PROBLEM TO WORK ON –
Lines that include the string "branch" are the ones to copy from the entries below.

==== DATA EXTRACTS

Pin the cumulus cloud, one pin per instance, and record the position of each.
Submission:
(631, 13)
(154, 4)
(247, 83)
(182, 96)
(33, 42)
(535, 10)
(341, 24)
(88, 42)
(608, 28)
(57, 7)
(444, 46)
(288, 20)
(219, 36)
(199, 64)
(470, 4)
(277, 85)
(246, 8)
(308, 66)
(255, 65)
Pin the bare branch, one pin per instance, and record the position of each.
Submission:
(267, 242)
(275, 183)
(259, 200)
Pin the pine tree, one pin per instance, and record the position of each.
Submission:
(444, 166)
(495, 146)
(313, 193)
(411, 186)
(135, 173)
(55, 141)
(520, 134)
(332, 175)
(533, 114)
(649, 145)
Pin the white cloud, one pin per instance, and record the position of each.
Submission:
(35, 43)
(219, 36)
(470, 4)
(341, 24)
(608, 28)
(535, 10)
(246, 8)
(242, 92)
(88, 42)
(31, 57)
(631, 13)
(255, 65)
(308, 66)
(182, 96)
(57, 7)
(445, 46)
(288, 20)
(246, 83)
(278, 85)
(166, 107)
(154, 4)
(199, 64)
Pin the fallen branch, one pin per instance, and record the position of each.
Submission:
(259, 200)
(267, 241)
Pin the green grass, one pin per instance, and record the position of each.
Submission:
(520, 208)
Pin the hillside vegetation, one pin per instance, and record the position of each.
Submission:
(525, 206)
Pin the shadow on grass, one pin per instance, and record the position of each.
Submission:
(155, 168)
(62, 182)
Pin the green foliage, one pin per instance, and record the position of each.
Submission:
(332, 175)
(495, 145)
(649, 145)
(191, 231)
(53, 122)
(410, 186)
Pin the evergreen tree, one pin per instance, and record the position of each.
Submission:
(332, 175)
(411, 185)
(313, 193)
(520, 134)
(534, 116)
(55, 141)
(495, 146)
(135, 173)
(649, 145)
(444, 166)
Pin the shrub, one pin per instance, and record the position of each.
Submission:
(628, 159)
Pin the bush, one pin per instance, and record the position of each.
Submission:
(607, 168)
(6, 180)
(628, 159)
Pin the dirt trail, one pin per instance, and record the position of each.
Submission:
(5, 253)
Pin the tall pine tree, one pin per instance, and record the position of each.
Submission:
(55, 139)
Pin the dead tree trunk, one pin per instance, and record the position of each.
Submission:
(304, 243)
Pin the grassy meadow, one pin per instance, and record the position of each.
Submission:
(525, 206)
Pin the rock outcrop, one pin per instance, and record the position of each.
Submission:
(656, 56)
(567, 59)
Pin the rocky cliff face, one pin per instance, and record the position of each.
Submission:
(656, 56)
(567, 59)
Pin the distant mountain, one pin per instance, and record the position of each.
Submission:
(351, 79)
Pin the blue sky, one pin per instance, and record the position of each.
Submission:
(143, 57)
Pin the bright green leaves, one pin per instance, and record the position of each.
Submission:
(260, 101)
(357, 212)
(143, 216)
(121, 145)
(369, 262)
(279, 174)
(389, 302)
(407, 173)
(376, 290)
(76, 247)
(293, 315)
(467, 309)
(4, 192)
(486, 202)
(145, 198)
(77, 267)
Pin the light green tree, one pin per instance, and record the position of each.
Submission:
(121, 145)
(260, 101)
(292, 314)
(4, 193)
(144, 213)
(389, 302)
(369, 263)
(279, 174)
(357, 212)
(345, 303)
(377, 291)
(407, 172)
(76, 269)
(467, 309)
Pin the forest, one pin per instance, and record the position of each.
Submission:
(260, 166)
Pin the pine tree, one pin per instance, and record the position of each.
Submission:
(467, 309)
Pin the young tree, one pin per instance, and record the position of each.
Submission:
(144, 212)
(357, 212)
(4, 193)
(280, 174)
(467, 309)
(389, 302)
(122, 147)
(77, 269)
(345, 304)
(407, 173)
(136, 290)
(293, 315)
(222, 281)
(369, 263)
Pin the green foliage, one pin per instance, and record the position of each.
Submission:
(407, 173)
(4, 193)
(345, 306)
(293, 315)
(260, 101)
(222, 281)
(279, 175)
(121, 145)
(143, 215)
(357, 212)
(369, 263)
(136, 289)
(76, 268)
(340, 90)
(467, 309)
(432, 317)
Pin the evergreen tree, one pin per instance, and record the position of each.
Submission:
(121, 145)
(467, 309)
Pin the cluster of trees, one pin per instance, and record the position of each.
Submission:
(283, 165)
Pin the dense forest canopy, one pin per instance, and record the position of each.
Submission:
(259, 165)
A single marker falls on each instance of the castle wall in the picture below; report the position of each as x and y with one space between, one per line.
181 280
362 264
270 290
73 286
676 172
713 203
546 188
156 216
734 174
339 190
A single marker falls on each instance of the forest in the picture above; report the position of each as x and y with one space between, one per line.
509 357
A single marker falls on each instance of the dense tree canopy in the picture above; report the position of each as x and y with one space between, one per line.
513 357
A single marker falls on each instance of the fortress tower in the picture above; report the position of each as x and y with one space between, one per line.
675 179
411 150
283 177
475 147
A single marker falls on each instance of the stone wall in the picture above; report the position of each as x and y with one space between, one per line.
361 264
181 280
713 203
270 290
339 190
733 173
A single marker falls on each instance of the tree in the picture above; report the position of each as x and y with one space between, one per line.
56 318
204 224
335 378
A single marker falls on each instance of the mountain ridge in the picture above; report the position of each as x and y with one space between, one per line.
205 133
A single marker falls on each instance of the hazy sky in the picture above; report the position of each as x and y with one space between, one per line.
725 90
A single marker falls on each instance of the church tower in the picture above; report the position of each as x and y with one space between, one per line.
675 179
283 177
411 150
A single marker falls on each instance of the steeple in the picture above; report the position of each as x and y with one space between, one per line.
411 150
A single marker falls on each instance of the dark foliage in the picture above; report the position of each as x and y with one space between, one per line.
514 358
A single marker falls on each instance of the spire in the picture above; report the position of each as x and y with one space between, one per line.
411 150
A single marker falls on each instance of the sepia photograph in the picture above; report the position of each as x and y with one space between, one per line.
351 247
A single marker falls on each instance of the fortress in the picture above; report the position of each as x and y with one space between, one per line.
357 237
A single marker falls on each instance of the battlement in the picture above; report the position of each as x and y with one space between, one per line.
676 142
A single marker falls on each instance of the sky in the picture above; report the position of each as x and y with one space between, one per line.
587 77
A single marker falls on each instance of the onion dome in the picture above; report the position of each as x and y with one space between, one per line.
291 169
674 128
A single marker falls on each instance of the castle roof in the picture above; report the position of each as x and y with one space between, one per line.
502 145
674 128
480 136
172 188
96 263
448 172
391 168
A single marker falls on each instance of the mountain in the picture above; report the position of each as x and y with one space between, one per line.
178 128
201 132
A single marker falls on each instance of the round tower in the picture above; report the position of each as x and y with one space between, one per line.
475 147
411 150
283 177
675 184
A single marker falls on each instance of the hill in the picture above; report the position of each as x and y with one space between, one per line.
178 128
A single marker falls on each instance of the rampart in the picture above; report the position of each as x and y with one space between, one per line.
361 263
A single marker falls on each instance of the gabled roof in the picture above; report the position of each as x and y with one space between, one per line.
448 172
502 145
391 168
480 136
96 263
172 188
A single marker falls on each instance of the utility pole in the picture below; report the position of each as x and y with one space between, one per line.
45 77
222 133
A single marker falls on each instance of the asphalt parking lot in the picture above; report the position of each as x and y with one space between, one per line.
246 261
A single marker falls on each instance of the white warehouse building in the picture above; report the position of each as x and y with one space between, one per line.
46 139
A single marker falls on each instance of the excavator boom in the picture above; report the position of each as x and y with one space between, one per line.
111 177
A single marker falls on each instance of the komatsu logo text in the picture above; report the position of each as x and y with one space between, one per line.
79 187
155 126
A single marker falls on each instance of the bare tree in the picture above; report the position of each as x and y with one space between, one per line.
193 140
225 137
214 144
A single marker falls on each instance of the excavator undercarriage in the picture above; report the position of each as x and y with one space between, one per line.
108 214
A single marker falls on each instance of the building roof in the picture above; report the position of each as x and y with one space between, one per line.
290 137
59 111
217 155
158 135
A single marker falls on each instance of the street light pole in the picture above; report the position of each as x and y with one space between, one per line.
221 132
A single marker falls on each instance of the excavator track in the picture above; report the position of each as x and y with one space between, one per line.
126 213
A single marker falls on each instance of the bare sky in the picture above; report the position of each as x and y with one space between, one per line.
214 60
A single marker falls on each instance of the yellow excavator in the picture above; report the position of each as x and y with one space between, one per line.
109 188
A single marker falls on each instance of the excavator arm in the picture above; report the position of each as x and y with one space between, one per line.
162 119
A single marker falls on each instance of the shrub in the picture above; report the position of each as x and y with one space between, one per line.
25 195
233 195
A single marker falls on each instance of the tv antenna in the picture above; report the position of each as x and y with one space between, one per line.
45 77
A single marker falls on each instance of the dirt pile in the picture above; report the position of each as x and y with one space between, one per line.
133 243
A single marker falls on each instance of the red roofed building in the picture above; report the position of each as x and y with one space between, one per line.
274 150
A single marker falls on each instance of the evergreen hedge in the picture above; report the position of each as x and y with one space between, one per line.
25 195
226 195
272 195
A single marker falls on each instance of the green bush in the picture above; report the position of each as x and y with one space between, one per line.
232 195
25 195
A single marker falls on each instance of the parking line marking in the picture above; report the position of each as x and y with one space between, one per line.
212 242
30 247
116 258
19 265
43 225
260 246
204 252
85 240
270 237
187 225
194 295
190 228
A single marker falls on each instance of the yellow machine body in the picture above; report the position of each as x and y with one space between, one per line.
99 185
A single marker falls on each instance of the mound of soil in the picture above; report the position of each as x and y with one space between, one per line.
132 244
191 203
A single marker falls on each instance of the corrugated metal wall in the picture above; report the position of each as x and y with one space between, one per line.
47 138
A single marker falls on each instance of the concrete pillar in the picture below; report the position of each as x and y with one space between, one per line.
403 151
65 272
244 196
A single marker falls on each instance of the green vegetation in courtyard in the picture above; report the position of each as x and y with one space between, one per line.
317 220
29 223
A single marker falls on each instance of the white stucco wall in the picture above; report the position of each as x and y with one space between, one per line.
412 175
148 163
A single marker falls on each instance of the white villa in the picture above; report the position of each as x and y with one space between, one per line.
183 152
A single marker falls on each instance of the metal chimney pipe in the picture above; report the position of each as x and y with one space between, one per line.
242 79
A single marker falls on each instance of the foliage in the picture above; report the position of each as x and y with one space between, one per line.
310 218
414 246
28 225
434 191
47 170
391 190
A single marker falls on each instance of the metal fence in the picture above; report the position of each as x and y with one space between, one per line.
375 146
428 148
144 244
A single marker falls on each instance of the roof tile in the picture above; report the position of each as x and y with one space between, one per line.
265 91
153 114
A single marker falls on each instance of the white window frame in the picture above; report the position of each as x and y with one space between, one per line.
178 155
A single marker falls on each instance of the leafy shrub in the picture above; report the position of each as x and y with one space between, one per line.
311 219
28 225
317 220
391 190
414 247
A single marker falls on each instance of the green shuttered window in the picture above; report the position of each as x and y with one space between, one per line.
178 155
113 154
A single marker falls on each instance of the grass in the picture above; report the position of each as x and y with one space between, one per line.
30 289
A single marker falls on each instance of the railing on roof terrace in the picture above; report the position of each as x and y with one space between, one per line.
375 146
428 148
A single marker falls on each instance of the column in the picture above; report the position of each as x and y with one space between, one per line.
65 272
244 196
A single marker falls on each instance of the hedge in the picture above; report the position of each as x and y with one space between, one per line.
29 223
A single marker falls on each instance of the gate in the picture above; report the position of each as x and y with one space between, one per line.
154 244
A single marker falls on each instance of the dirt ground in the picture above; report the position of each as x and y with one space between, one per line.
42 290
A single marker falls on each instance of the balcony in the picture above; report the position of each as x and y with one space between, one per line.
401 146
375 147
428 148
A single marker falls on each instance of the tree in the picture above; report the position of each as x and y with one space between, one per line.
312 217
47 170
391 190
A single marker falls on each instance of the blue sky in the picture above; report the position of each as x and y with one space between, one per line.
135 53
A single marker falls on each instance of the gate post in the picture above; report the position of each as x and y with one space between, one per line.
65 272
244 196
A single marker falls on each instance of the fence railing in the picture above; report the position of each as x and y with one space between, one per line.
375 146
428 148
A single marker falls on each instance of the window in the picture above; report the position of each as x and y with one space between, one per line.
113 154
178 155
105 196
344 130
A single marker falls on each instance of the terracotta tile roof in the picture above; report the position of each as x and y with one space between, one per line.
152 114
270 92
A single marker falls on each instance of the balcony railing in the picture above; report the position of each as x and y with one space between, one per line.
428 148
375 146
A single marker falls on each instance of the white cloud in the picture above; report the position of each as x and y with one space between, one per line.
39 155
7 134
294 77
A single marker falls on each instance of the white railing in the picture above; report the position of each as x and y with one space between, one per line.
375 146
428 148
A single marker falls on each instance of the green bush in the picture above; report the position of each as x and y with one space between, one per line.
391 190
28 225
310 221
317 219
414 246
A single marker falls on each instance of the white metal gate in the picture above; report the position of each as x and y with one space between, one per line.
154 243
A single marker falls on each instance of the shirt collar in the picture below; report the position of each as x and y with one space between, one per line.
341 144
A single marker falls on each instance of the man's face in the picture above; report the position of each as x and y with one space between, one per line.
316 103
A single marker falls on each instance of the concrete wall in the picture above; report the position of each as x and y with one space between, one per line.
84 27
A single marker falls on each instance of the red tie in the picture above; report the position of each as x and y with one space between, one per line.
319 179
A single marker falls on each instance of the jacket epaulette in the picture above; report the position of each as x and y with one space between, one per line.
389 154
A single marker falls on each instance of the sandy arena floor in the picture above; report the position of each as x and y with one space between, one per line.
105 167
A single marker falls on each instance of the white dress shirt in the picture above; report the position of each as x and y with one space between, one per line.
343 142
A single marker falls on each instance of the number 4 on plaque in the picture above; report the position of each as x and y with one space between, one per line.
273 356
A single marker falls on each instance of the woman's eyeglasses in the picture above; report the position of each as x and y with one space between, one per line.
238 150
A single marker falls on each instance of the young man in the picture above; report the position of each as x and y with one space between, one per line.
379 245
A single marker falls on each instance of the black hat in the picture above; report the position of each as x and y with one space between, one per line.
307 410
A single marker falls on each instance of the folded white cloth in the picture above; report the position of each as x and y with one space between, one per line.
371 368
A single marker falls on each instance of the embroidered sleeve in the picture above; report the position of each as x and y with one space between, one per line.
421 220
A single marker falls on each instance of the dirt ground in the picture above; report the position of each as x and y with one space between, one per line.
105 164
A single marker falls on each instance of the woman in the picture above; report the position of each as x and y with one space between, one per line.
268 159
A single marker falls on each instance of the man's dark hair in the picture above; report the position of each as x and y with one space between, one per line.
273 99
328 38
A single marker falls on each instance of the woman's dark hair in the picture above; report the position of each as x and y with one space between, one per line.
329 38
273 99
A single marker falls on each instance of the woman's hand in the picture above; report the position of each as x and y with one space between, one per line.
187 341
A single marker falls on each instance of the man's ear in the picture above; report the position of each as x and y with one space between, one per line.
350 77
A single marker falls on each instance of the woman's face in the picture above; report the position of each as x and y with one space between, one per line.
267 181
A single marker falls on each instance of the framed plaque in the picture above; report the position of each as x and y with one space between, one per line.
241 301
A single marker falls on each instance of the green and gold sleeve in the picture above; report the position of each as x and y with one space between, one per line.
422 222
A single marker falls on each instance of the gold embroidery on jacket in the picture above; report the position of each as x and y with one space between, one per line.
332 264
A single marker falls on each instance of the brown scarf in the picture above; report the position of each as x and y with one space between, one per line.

========

YOUR SOLUTION –
Pin the bare branch, one pin per instance, and record the position of each.
Pin the fallen branch, one pin per instance, and record the position of each.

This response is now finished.